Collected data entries
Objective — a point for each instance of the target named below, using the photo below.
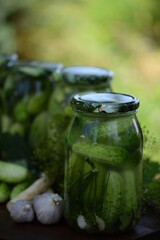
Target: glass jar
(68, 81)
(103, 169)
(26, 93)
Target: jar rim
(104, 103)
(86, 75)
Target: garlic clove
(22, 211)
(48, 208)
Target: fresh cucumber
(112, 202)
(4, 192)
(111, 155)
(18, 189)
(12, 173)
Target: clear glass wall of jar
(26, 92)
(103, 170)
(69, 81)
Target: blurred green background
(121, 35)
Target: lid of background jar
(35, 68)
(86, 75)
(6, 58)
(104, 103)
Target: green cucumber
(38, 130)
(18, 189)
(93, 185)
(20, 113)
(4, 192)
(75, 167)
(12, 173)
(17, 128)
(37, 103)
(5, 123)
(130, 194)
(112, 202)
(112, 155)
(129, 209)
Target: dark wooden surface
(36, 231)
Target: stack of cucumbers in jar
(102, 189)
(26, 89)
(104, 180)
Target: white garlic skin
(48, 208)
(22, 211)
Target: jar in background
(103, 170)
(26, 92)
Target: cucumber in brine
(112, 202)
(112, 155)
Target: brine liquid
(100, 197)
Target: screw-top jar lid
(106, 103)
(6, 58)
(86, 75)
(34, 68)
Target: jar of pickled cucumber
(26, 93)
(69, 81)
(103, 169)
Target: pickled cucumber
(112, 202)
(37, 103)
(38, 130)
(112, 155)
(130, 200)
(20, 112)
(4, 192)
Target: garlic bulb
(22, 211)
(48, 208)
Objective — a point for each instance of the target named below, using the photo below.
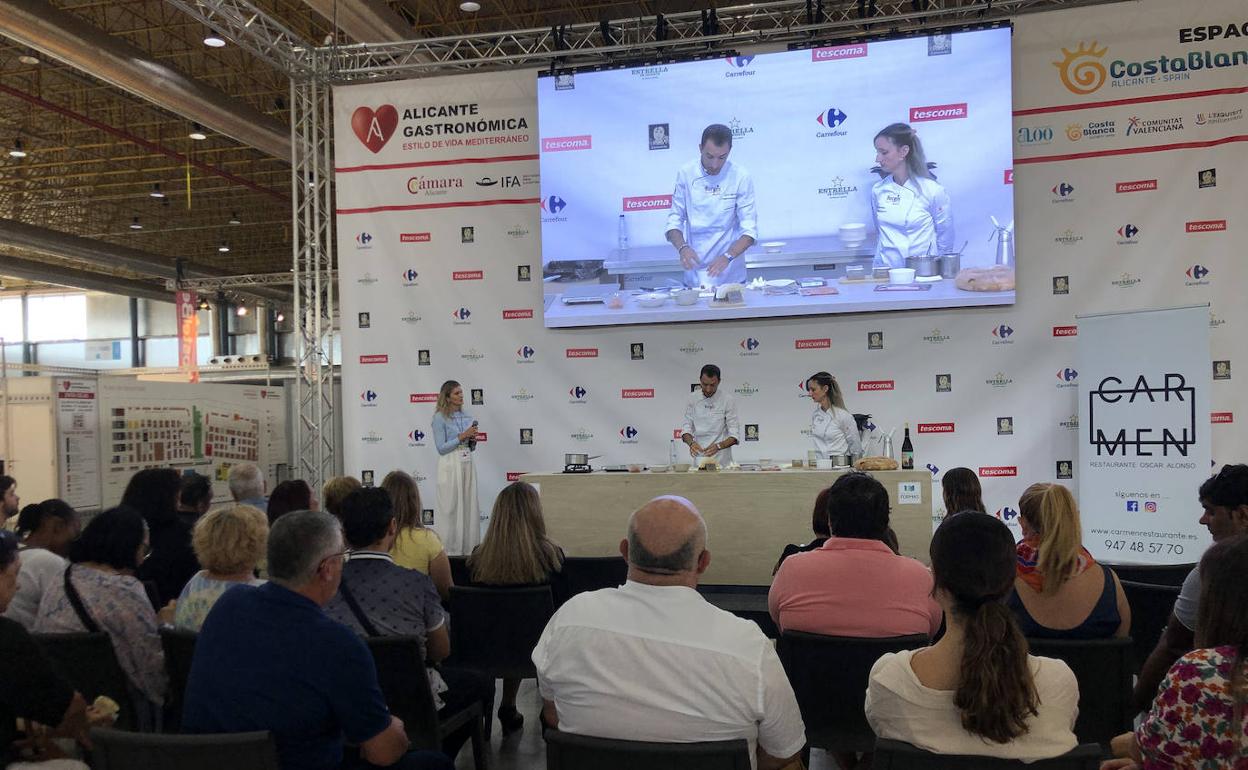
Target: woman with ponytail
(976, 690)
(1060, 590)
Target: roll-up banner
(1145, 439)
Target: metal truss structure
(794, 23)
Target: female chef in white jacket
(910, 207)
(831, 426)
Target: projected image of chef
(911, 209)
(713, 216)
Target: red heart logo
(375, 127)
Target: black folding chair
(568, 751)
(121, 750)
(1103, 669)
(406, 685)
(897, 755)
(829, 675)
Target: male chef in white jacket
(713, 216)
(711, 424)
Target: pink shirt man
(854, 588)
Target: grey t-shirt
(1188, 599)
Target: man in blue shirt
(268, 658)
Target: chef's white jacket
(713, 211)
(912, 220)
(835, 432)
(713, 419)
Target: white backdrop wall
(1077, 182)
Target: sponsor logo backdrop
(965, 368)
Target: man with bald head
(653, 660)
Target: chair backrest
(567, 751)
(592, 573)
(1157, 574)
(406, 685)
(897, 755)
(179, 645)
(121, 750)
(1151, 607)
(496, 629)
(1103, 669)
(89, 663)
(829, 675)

Assigned task
The pictures stay out of the copy. Set down the entries above precisely.

Written answer
Objective — a point for each instance of the target named below, using the photo below.
Target: glass jar
(68, 81)
(103, 169)
(26, 93)
Target: jar rim
(104, 103)
(86, 75)
Target: garlic clove
(22, 211)
(48, 208)
Target: fresh cucumber
(112, 202)
(4, 192)
(111, 155)
(18, 189)
(12, 173)
Target: clear glass wall of jar
(26, 92)
(103, 170)
(69, 81)
Target: blurred green background
(121, 35)
Target: lid of background jar
(35, 68)
(86, 75)
(6, 58)
(104, 103)
Target: green cucumber
(38, 130)
(18, 189)
(93, 185)
(20, 113)
(4, 192)
(75, 167)
(12, 173)
(17, 128)
(37, 103)
(5, 123)
(130, 194)
(112, 202)
(112, 155)
(129, 209)
Target: dark wooden surface
(36, 231)
Target: stack of cucumbers in jar
(102, 189)
(26, 89)
(104, 180)
Target: white garlic skin
(48, 208)
(22, 211)
Target: jar in background
(103, 170)
(26, 92)
Target: cucumber in brine
(112, 202)
(112, 155)
Target: brine liquid
(100, 197)
Target: screw-top jar lid
(106, 103)
(6, 58)
(86, 75)
(34, 68)
Target: jar of pickled cucumber
(26, 93)
(69, 81)
(103, 169)
Target: pickled cucumber
(112, 202)
(37, 103)
(38, 130)
(112, 155)
(130, 200)
(20, 112)
(4, 192)
Target: garlic bulb
(22, 211)
(48, 208)
Objective — a point for each instance of the target named below, using the photo below.
Target: woman with ponytail
(976, 690)
(1060, 590)
Target: roll-up banner
(1145, 439)
Target: metal truss structure
(794, 23)
Target: female chef in white jacket
(910, 207)
(831, 426)
Target: projected image of chef
(911, 209)
(713, 216)
Target: red heart logo
(375, 127)
Target: black folding chair
(568, 751)
(121, 750)
(1103, 669)
(406, 685)
(897, 755)
(829, 675)
Target: male chef in white jacket
(713, 216)
(711, 424)
Target: pink shirt man
(854, 588)
Target: grey t-shirt
(1188, 599)
Target: man in blue shirt
(268, 658)
Target: chef's white jacket
(713, 211)
(912, 220)
(835, 432)
(713, 419)
Target: white backdrop wall
(1077, 182)
Target: sponsor logo backdrop
(965, 368)
Target: man with bald head
(653, 660)
Target: chair backrest
(567, 751)
(592, 573)
(1157, 574)
(406, 685)
(897, 755)
(179, 645)
(121, 750)
(1151, 607)
(496, 629)
(1103, 669)
(89, 663)
(829, 675)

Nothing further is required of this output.